◆ **EXERCISE**: Retype the items from the line containing "Task: annotate the aerial" up to and including the last line of the items, with no changes.
◆ ◆ ◆ ◆ ◆
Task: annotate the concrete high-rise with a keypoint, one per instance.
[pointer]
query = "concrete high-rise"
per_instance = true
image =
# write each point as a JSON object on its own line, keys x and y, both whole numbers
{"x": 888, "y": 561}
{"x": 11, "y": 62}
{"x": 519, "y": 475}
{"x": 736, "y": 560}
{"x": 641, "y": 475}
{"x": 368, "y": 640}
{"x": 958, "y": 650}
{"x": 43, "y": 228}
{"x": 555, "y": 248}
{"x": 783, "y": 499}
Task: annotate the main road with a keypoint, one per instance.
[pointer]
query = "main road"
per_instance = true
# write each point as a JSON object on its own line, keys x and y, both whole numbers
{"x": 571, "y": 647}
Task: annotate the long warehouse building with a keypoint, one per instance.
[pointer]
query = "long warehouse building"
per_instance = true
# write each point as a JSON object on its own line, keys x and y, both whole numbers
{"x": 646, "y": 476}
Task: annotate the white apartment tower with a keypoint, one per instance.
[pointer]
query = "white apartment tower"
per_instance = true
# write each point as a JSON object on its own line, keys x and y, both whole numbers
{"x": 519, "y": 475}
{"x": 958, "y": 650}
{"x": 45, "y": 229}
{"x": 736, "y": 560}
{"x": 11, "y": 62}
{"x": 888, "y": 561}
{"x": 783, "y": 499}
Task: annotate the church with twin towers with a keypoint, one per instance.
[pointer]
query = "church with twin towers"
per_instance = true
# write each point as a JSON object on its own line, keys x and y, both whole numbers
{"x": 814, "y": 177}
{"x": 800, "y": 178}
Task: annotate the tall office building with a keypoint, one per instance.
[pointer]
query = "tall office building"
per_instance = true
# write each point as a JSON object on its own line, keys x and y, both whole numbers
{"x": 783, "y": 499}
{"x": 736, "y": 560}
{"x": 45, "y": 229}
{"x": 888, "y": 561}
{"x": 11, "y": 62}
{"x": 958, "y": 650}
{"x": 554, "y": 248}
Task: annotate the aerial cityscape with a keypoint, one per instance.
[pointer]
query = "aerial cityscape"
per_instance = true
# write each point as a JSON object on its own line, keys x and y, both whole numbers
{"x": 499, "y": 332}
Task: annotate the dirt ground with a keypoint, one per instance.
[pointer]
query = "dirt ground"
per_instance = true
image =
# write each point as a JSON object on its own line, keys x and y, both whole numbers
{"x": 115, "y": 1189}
◆ ◆ ◆ ◆ ◆
◆ **FULL SOLUTION**:
Task: annotate the aerial cityscape with a keypoint, one per instance.
[pointer]
query = "aerial cityscape"
per_instance = true
# write each point as a JSON object on its own line, keys x and y, both whole numbers
{"x": 499, "y": 332}
Task: annotate the dirt ground with a keypoint, one per instance.
[pointer]
query = "dirt ground"
per_instance = true
image =
# write each point as a JSON object on its own line, keys x and y, both whole numbers
{"x": 115, "y": 1189}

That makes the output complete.